# WORK INSTRUCTION
Could you copy out every line of the data where the word "region" occurs?

[Stored data]
____________________
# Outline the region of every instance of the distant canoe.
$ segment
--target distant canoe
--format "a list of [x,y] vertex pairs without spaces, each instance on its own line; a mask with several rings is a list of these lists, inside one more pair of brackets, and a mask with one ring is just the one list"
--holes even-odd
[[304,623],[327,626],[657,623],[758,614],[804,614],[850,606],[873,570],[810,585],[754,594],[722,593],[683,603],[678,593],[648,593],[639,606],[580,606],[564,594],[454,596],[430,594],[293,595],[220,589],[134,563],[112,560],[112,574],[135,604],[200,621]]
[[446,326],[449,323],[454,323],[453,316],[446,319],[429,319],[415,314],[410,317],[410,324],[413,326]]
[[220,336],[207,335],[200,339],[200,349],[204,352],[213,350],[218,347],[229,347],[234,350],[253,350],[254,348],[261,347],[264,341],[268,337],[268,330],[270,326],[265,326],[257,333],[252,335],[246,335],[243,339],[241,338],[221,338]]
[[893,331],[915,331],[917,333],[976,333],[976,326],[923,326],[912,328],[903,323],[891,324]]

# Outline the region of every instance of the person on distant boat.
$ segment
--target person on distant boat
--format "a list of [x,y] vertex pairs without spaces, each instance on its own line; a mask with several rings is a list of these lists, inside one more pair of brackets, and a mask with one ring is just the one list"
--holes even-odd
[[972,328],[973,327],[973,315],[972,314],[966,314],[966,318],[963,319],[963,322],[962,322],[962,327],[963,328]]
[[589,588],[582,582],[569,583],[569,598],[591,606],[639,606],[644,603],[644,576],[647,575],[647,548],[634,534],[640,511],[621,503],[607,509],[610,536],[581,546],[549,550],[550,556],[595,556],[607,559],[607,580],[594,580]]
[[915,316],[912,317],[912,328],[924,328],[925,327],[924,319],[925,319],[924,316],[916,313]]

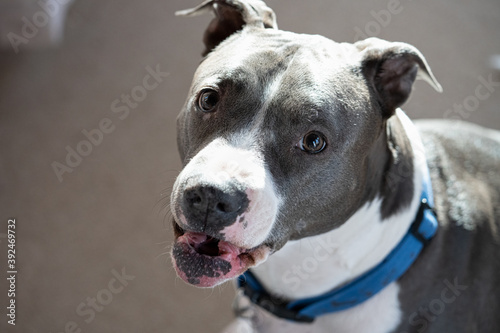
____________________
# ANSWER FOR THIS EXERCISE
# Outline the region of every instance of the distant canoe.
# Outline the region of every instance of the person on distant boat.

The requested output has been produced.